**Tasks**
**a.** In the edging guide, why is orgasmic release withheld? Answer in one to three sentences.
**b.** What other name does the edging guide give for orgasm denial?

Edging 101: a Beginner's Guide to Orgasm Denial

By Maya Khamala
Unfulfilled orgasms could be the best thing for your sex life since, well, orgasms. And for your relationship too.
 
Don’t believe me? Well, then, chew on this. How could you master the art of bringing your lover to the brink of orgasm, only to cut it off right as they’re about to soar — unless you knew their body (and mind) really well?
 
And how can they do it for you without the same level of unabashed intimacy and vulnerability at play?
 
Aroused yet? You should be.
 
Orgasm denial, aka edging, is a type of sexual play often associated with BDSM. But it's not just for kinksters.
 
The point of orgasm denial is to reach peak state of arousal, yet not have an orgasm. The orgasmic release is withheld to build up the pressure and pleasure potential over time.
 
The basic idea: one person stimulates and excites the other as they see fit, but the excitee (new word) is not allowed to fully climax. One person gains sexual control of the other and chooses when (and if) they can have be rewarded with sexual release.

Why deny a good thing? 

If you’re wondering why someone would skirt something many spend so much time and effort chasing, you may have answered your own question. At least, in part.
 
Some people find that purposefully delaying orgasm, which translates to prolonged arousal, can lead to stronger, longer, and more mind-shattering orgasms. This enhanced pleasure happens on a physical level as much as it does on a psychological we-want-what-we-can’t-have level. Some people also find the dominance and submission (D/s) aspect highly erotic. After all, there is a high level of control implicit in this experience. And deep trust is required to get there.

**Supplied material**

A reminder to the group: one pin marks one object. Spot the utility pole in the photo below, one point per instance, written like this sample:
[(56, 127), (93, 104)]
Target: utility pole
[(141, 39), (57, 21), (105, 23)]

**Responses**
**a.** The release is withheld to build up the pressure and pleasure potential over time. Some people find that deliberately delaying orgasm prolongs arousal and can lead to stronger, longer orgasms, both physically and psychologically.

**b.** Edging.